## SOURCE DATA

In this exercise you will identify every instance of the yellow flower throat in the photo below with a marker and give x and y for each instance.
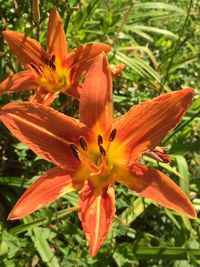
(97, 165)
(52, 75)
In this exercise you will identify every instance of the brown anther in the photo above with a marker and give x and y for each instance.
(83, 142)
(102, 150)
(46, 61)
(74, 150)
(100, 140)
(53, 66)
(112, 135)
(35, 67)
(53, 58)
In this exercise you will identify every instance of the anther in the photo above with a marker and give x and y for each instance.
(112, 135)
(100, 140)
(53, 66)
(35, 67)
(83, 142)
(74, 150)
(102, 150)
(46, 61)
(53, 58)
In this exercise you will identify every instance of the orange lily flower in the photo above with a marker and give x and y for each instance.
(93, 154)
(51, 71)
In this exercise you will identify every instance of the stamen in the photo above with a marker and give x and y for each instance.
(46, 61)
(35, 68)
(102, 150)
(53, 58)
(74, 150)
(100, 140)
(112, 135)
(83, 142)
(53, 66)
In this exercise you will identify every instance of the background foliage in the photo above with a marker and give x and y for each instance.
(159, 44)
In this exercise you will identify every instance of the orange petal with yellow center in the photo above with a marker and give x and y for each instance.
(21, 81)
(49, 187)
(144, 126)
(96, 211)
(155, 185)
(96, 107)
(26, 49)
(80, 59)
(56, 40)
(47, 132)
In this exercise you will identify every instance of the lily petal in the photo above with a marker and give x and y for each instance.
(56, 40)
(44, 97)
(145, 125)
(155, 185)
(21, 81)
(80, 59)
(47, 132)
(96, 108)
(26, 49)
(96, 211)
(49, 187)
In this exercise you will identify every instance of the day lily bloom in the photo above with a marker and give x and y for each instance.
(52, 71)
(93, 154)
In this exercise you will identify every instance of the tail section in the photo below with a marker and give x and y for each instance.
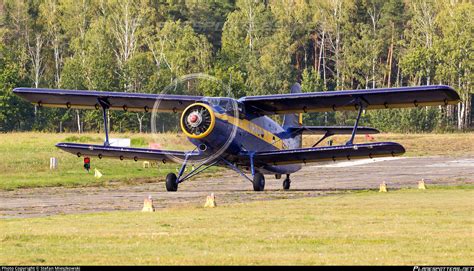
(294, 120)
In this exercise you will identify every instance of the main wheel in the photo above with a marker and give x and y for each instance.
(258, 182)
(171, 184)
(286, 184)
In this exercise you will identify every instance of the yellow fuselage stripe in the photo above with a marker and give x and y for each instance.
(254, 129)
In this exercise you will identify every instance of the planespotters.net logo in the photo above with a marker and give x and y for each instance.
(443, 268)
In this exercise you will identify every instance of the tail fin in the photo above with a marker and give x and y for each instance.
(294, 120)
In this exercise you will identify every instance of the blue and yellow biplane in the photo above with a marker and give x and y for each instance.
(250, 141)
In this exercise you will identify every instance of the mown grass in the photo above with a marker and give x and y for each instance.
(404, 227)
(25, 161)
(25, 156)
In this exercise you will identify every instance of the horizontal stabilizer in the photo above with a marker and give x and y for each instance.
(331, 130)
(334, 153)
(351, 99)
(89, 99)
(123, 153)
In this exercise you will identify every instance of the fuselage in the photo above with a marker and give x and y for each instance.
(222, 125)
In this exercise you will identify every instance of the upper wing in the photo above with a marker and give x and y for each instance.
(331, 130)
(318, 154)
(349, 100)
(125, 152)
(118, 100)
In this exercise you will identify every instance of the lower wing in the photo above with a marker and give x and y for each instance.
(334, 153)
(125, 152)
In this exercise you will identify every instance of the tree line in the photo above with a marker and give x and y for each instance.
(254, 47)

## WORK TO BE COMPLETED
The response should be an exact copy of the lines from the one with "In this exercise you will identify every instance of the blue" through the end of the data, with no other text.

## SOLUTION FOR THIS EXERCISE
In this exercise you will identify every instance of the blue and yellow biplane in the photo above with a marker and give x and y for each instance.
(250, 141)
In this exercise you will identify every instance of the mown grass in the photo above with a marker and give x and y for each instance.
(404, 227)
(25, 161)
(25, 156)
In this exercise you will identify every instance of the horizontal stabilizer in the photo above with a marker and give x and y for each instance.
(331, 130)
(334, 153)
(351, 99)
(89, 99)
(123, 153)
In this exercise you will identify every instance of the fuselage in the photo above with a marker and give x and y for each instance.
(222, 125)
In this exercise you will identify every instance of the upper wing in the photo above with a marker and give x and y for each instance.
(331, 130)
(318, 154)
(349, 100)
(125, 152)
(118, 100)
In this exercise you will identify every instance of the lower wing in the photo above with a marker and give x and y for each instance.
(334, 153)
(125, 152)
In this exercise you will identify every instance of the tree line in the photo above with a marker and give x and y for each instance.
(254, 47)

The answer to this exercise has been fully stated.